Transcribe every one of the entries below verbatim, omitting the pictures from your transcription.

Excerpts of pointing data

┌────────

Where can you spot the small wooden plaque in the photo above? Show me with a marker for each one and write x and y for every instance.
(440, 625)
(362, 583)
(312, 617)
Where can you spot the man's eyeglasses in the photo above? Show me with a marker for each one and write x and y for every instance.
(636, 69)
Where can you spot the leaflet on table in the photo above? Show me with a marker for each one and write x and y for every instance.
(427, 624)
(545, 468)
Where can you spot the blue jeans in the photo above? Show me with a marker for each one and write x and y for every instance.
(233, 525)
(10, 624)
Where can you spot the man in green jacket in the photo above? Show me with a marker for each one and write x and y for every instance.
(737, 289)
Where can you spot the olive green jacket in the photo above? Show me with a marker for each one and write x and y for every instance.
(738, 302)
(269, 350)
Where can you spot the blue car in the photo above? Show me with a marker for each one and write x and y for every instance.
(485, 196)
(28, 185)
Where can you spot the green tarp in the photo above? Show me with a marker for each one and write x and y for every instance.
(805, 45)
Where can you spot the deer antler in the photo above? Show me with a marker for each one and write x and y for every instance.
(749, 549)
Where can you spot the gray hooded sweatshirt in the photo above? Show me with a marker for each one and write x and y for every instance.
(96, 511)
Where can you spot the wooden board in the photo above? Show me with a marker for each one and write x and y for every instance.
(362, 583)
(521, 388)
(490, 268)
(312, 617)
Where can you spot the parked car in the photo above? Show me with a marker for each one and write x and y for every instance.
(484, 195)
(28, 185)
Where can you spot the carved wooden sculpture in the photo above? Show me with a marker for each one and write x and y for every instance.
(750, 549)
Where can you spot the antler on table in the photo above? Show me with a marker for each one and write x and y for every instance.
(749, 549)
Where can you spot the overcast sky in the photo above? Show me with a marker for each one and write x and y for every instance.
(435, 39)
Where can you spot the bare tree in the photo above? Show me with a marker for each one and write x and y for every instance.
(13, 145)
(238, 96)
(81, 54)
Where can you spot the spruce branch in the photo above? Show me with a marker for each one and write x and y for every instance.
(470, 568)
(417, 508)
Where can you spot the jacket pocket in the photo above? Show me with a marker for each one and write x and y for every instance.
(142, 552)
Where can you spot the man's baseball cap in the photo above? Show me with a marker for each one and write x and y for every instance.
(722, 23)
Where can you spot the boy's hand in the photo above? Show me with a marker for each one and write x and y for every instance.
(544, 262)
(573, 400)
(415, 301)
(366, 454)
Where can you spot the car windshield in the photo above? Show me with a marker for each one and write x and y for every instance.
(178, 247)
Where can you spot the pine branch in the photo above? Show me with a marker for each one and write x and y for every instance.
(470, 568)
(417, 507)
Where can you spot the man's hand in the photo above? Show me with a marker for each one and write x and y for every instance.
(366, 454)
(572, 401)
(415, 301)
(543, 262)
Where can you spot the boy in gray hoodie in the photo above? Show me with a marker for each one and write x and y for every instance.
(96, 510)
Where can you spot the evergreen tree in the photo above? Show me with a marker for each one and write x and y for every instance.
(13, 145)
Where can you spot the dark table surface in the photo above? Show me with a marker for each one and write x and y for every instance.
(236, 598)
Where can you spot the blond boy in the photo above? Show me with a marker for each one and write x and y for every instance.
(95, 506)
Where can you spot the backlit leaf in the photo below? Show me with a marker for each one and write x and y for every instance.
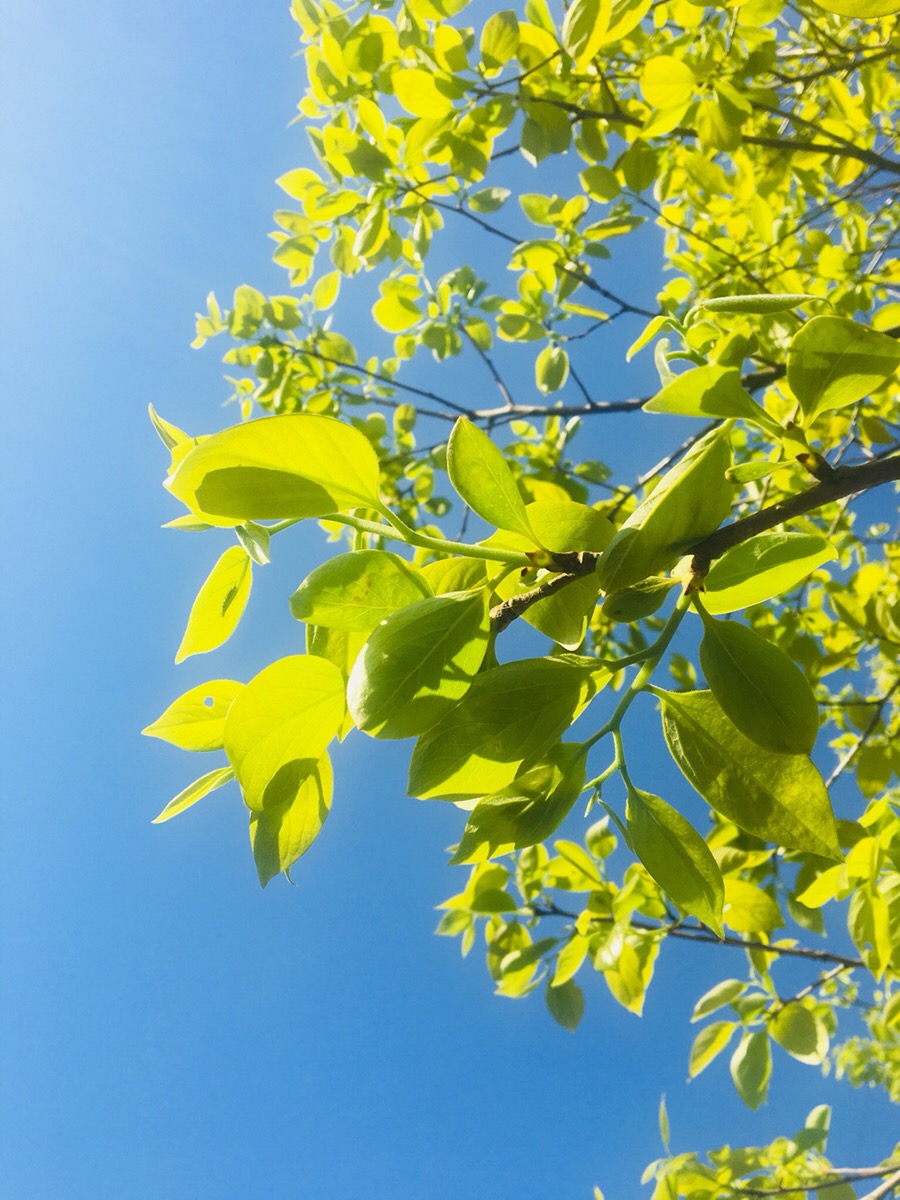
(481, 475)
(280, 835)
(196, 720)
(220, 604)
(763, 693)
(833, 363)
(767, 565)
(279, 727)
(778, 797)
(507, 720)
(357, 591)
(277, 467)
(676, 856)
(417, 664)
(195, 792)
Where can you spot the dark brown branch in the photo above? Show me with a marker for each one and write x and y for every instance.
(844, 481)
(700, 934)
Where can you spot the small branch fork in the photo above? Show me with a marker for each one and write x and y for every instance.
(841, 481)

└────────

→ **FINISHED EXERCISE**
Where can you spot the small wooden plaque in the photo above? Show me with a marker for each one and write x and y for every instance.
(440, 625)
(362, 583)
(312, 617)
Where can you spot the man's eyeglasses in the photo above? Show me with a marker for each one and write x and y for every instance.
(636, 69)
Where can you spot the leaflet on table in the photo above? Show me with a marker for each one and write x and y for every instance.
(427, 624)
(545, 468)
Where can you spot the blue jeans in the photo above? Show me with a marker for each one and write x and y for every instance.
(233, 525)
(10, 624)
Where can you spot the man in green jacket in the photo above? Show me with a marker for each one and write x and y for every instance.
(737, 289)
Where can you spot the olive green jacket in the photo above? Show me with a marker for each one and write x and y for every instance.
(738, 302)
(269, 350)
Where can you spot the blue car in the photo above? Show me with a marker for each one and write x and y for every instance.
(485, 196)
(28, 185)
Where can you spot the green tarp in the photo above? Show me with a marker for each one and write x and y for every instance.
(805, 45)
Where can you spot the deer antler in the photo above? Show me with a marker for each one and write x and y for every instance.
(749, 549)
Where can you spot the gray hooded sweatshirt in the photo above? Show me with a marker for each one and write x and y for every instance.
(96, 511)
Where can you spot the wooden board in the photo above? Show me with a marker for each one and write x and y for every instance.
(362, 583)
(521, 388)
(490, 268)
(312, 617)
Where can you spot the parked car in the photo above? Show me with a marker for each one and write x and y for every instance.
(484, 195)
(28, 185)
Where can you spot the carved wooden sculpture in the photo above? Show me with a marker for each one and write x and y for every instance.
(750, 549)
Where can you spot the antler on table in the photo above? Show me with a marker for each one and write x and y for every instance.
(749, 549)
Where can you spot the overcast sky in the photo above? Show me with a marker for each one and write x and y for every instance.
(435, 39)
Where can you spot the bare tree in the photo above? Show me with a marker for each one and write x and y for every instance.
(13, 145)
(238, 96)
(81, 54)
Where can you spot the spruce branch in the photo above? Show me with a marker for each one and write x and y for every instance.
(470, 568)
(417, 508)
Where can you spot the jacket pocket in the photo above? Show me with a marker for each one and write x and y for every instance.
(142, 552)
Where can you spot the man's baseball cap in the photo above? Show me with a marker for each one and write x and y for every instance.
(722, 23)
Where can you spot the boy's hand in the photo above? Show me with a marker for each one and write x and y for every instance.
(544, 262)
(573, 400)
(415, 301)
(366, 454)
Where can you spot the car windshield in the photo above? Show me with a marker for each one and write x and y for every instance.
(178, 247)
Where can you spot the pine branch in the photo above? Show me with a marker for each one and write x and y for every instance.
(470, 568)
(417, 507)
Where can you spot the man's hand in the photo above? Show me with a marker for each one and write x and y for every instance.
(366, 454)
(572, 401)
(415, 301)
(543, 262)
Where can you spot the boy in gray hoodie in the photo above? Show me with a marker for each one and write x and y for every instance.
(96, 510)
Where can you spot the evergreen tree in the photo above? Show me with a marker for each one and write x and y for every instance.
(13, 145)
Where can you spot the dark table surface in the photo above? Show me with a marker for each one and write x and y for every instance.
(236, 598)
Where can you spot the blond boy in the photo above? Show me with a marker for each one and write x and y for every instance.
(95, 506)
Where can you spot the backlit leaf in the photo below? Show me with a marker for each one and write x and y for every instance.
(481, 475)
(280, 835)
(196, 720)
(220, 604)
(763, 693)
(833, 363)
(767, 565)
(279, 727)
(778, 797)
(507, 720)
(357, 591)
(277, 467)
(676, 856)
(417, 664)
(195, 792)
Where can you spot the dark brown branch in the photo above? Show me with a marker for each one and write x and y for every instance.
(844, 481)
(700, 934)
Where can you spot the small branch fork in the photo above? Show me with a marker for each one and write x and y for every instance.
(841, 481)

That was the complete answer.